───── Provided records

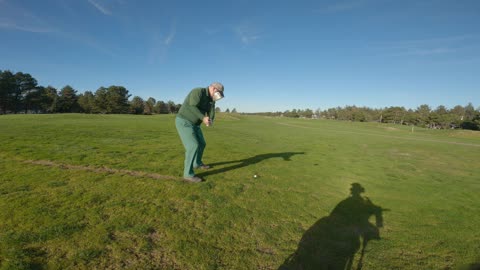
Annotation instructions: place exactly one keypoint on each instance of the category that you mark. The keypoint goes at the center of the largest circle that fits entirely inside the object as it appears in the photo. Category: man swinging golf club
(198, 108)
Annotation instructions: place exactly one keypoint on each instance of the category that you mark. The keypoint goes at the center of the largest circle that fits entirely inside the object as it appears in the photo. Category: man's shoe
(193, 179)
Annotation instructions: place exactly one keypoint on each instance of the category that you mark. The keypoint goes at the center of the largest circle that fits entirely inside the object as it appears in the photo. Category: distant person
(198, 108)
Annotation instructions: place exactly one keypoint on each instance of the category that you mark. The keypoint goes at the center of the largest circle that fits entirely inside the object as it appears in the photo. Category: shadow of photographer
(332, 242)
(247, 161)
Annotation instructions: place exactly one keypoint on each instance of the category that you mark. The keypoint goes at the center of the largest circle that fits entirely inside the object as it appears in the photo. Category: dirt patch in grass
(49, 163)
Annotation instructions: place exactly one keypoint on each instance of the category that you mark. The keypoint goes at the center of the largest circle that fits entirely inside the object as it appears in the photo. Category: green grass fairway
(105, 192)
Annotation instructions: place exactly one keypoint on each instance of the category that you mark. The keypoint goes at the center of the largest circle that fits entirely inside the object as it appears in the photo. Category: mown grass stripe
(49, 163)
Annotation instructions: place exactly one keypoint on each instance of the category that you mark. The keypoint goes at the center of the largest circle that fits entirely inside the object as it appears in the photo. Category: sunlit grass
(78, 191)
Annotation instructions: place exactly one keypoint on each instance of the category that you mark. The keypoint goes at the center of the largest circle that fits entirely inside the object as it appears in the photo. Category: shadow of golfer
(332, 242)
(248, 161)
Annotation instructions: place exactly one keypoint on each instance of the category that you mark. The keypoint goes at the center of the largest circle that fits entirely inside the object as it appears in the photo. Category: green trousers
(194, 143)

──────────
───── Provided records

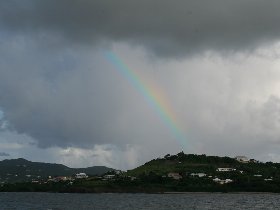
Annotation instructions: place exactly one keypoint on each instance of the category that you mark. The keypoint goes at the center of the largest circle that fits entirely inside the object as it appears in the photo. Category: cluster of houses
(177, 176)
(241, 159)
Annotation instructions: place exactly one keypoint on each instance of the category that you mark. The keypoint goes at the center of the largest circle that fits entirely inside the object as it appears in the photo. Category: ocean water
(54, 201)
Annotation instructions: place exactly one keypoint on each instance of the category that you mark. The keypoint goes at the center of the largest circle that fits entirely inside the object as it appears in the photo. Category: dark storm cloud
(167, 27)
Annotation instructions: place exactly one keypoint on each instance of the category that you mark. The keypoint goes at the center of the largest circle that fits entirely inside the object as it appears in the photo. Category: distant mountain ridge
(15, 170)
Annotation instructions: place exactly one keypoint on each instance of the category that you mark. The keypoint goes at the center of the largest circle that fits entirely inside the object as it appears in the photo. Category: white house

──────────

- Set exercise
Can you show every line of the entries that contains the word "storm", copied in full?

- Response to the task
Annotation instructions: place exactly one keypoint on each instance of the category that you mark. The keypoint goes at the center of the largest circle that fits entirely inside the object as it appears in the photo. Category: dark storm cloud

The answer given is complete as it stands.